Apply what you read:
(1) According to the forum thread on moving a hard drive to an SSD with Acronis True Image 2014, which partitions does the factory Dell HDD have?
(2) Pick up the forum thread on moving a hard drive to an SSD with Acronis True Image 2014 right after its final sentence.

Aller au contenu principal

Using Acronis TI 2014 to migrate HDD to SSD

Thread needs solution

Hi, I have just installed trial version of Acronis True Image 2014 Build 6673. i am also downloading the bootable media.
I have a Dell Vostro with the system drive as per attached. This is a 500GB Hitachi. (you can ignore the 8GB unnamed partition, this is a Samsung 32GB mSATA cache, not the HDD).
The HDD (factory Dell) has an unnamed FAT 16 partition, a Recovery partition and the OS C: partition. You can confirm this by looking at the disk mode screen. Its the HGO2 465.8GB with the tick in the box.
Q1 The drive I want to migrate to is in a disk caddy on a USB 3 SATA bridge - it works in Windows and I can browse this external HDD as normal. Will the bootable media Acronis detect this external drive and work with it?
Q2 The drive I want to migrate to is a 1TB SSD and I want this to replace my 500GB Hitachi HDD. I therefore want the same partitions as you can see on these screens to be replicated from the HDD to the SSD (except the C: partition can expand to fill all the available space after the unnamed and Recovery). Which mode should I use?
Q3 I read in the web support somewhere that the Backup and Recovery method is best to migrate system from HDD to SSD - also that if I clone to an external caddy, this can not be made bootable. But I do not have a third drive to back up to. How can I clone the HDD to SSD so that the SSD becomes my new system drive. I guess I can remove the HDD, put it in the caddy, put the SSD in the laptop and boot from Acronis bootable media. Can this let me clone the old system disk in caddy to a new system disk in the laptop?

Thanks in advance

Fichier attaché Taille
acronis_hdd_partition_mode.png 56.52 Ko
acronis_hdd_disk_mode.png 72.1 Ko
0 Users found this helpful
Mikethebaffled wrote:
Hi, I have just installed trial version of Acronis True Image 2014 Build 6673. i am also downloading the bootable media.
I have a Dell Vostro with the system drive as per attached. This is a 500GB Hitachi. (you can ignore the 8GB unnamed partition, this is a Samsung 32GB mSATA cache, not the HDD).
The HDD (factory Dell) has an unnamed FAT 16 partition, a Recovery partition and the OS C: partition. You can confirm this by looking at the disk mode screen. Its the HGO2 465.8GB with the tick in the box.
Q1 The drive I want to migrate to is in a disk caddy on a USB 3 SATA bridge - it works in Windows and I can browse this external HDD as normal. Will the bootable media Acronis detect this external drive and work with it?

Most likely yes, but you have to try. There is always a risk that the bootable medium of Acronis doesn't detect certain disks because of Linux drivers.

Q2 The drive I want to migrate to is a 1TB SSD and I want this to replace my 500GB Hitachi HDD. I therefore want the same partitions as you can see on these screens to be replicated from the HDD to the SSD (except the C: partition can expand to fill all the available space after the unnamed and Recovery). Which mode should I use?

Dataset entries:
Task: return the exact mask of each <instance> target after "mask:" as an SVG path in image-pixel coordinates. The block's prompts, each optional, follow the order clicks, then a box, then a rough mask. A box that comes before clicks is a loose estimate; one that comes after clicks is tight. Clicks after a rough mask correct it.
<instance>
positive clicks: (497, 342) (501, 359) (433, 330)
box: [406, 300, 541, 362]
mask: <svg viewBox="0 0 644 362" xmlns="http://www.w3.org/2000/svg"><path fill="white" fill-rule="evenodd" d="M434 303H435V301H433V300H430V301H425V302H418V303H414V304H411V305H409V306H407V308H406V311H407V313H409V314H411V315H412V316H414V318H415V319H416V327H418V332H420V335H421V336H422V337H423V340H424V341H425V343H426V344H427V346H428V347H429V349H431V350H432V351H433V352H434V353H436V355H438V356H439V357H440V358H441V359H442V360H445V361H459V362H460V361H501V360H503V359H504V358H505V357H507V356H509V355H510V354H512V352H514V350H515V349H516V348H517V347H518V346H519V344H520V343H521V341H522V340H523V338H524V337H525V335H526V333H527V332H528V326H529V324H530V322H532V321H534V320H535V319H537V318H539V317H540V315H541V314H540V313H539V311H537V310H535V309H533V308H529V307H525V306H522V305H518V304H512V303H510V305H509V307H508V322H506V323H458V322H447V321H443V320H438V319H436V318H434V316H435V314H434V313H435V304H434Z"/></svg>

Set of answers:
(1)
- An unnamed FAT 16 partition
- A Recovery partition
- The OS C: partition

(2)
Choose the manual mode so that you can restore each partition in the same order, one after the other, leaving a 1MB offset for the first partition, without changing any size, except for the C:\ partition that you can make bigger, while keeping its size as a round number of MB.
See here: https://forum.acronis.com/forum/38522#comment-120956

Q3 I read in the web support somewhere that the Backup and Recovery method is best to migrate system from HDD to SSD - also that if I clone to an external caddy, this can not be made bootable. But I do not have a third drive to back up to. How can I clone the HDD to SSD so that the SSD becomes my new system drive. I guess I can remove the HDD, put it in the caddy, put the SSD in the laptop and boot from Acronis bootable media. Can this let me clone the old system disk in caddy to a new system disk in the laptop?

In most cases, a clone like you describe would automatically do the job I describe above. Try it, then before you reboot, remove the source drive, then after reboot verify that each partition is aligned on the SSD. Using msinfo32.exe, under components, hardware, disks, verify that the offset of each partition is divisible by 4096. Verify also that the cloning process didn't change the size of the recovery partition, or you might have trouble booting.

Before you do anything, disable SSD disk caching in the BIOS, reboot your computer and shut it down to do the clone.

What if I have only one partition, besides the rescue partition at the front? Can I just do a disk clone from the TI2014 boot disk and use that or do I need to do the separate partition restore method? I have used the disk clone with HDDs- is a HDD to SDD so different to not allow the disk clone to work?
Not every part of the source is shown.